**THE DATA**
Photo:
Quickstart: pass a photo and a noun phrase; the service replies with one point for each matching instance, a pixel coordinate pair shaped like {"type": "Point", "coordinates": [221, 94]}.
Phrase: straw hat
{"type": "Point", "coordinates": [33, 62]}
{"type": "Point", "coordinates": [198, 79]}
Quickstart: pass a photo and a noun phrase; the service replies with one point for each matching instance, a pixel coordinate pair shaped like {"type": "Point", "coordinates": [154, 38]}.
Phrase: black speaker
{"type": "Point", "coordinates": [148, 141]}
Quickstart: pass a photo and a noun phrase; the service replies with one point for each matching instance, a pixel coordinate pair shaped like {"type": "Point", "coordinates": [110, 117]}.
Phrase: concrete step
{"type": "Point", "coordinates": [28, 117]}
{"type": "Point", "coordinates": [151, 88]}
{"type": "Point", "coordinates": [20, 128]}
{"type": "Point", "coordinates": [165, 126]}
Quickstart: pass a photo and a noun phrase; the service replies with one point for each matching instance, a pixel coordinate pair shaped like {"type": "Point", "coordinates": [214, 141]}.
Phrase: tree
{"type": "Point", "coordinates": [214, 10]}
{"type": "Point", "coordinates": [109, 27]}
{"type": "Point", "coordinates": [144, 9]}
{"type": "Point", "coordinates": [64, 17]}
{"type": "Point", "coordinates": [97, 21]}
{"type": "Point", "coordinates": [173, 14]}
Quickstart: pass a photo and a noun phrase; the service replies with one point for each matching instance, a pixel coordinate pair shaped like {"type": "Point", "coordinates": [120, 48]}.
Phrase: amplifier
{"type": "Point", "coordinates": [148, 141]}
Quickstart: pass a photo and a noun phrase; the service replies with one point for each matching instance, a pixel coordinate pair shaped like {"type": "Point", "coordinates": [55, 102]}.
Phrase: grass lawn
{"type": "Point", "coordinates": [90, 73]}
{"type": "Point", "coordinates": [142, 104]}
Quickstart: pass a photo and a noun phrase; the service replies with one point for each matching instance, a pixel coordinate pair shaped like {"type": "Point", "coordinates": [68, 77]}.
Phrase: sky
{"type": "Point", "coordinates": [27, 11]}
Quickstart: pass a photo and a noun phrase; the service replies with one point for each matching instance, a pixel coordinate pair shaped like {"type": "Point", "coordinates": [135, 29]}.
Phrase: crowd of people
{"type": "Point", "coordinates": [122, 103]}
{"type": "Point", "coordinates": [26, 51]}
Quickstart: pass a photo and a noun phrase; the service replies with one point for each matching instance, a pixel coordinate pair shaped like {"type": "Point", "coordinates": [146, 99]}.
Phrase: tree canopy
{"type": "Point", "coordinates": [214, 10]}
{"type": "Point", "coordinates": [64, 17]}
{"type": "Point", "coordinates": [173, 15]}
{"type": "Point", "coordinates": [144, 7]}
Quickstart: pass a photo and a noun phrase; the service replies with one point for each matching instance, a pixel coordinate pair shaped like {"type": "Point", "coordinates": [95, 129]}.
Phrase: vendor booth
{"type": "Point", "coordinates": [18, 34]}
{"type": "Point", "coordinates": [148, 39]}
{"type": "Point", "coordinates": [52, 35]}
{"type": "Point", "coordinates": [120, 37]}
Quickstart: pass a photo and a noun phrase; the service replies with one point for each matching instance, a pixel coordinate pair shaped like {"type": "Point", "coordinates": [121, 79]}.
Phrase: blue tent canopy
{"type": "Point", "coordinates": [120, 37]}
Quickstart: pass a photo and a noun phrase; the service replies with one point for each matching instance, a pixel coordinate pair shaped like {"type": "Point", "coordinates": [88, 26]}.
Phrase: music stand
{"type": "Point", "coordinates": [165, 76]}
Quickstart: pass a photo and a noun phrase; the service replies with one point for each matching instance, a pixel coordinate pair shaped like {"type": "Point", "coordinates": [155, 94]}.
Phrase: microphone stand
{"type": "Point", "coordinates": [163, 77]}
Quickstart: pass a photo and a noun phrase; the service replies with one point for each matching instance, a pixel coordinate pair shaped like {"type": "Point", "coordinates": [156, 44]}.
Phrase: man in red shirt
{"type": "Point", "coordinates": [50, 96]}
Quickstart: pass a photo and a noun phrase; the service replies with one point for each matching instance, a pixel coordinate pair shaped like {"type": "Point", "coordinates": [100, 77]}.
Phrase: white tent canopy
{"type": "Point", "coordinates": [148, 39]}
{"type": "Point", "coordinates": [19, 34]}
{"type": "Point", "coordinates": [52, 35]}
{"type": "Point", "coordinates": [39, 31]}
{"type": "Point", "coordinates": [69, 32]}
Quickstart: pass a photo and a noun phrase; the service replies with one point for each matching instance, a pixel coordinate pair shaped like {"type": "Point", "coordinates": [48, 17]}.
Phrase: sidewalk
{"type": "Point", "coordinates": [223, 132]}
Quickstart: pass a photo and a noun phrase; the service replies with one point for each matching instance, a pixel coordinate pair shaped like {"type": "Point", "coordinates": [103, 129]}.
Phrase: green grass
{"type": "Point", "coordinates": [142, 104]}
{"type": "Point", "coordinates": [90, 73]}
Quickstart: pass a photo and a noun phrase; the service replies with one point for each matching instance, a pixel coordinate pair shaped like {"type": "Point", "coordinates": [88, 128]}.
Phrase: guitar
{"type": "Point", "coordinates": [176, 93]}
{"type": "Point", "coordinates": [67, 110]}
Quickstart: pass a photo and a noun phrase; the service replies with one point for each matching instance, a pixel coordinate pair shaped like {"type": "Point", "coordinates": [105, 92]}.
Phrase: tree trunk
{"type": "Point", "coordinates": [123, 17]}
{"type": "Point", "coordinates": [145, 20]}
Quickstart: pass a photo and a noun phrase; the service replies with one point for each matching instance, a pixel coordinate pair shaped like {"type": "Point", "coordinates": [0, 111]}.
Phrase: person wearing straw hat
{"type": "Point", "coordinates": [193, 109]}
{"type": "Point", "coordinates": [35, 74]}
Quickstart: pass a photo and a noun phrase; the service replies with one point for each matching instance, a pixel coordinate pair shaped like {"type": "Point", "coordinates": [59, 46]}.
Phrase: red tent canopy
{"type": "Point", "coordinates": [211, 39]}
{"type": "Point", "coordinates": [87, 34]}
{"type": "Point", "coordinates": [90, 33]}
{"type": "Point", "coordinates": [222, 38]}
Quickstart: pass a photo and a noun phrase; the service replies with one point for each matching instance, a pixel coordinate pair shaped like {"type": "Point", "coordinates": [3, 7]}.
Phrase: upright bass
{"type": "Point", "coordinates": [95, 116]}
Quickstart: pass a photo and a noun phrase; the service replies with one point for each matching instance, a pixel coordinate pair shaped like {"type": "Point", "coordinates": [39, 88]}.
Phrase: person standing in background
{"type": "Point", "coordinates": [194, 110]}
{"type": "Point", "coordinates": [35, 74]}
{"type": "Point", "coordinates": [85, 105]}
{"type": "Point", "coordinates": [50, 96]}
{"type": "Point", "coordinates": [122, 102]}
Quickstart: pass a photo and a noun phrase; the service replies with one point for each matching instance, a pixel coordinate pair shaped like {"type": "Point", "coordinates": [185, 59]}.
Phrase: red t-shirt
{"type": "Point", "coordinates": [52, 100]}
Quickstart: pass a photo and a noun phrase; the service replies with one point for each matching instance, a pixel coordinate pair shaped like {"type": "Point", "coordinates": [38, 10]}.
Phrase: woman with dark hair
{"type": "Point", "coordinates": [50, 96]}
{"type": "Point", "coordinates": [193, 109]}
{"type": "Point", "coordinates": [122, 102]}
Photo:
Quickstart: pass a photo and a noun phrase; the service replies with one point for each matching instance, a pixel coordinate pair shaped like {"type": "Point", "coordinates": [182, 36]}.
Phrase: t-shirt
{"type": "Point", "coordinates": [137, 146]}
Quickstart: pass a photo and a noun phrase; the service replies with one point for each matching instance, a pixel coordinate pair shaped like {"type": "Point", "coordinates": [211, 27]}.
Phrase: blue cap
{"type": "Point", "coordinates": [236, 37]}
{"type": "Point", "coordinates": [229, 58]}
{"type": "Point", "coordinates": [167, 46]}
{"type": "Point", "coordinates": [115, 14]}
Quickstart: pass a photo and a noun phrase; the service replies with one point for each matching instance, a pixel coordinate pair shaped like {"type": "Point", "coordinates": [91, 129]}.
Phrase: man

**WHAT TO PRODUCE**
From the listing above, extract each line that contains the word "canopy", copying those lines in full.

**WRITTEN RESPONSE**
Phrase: tree canopy
Phrase: blue tent canopy
Phrase: white tent canopy
Phrase: red tent canopy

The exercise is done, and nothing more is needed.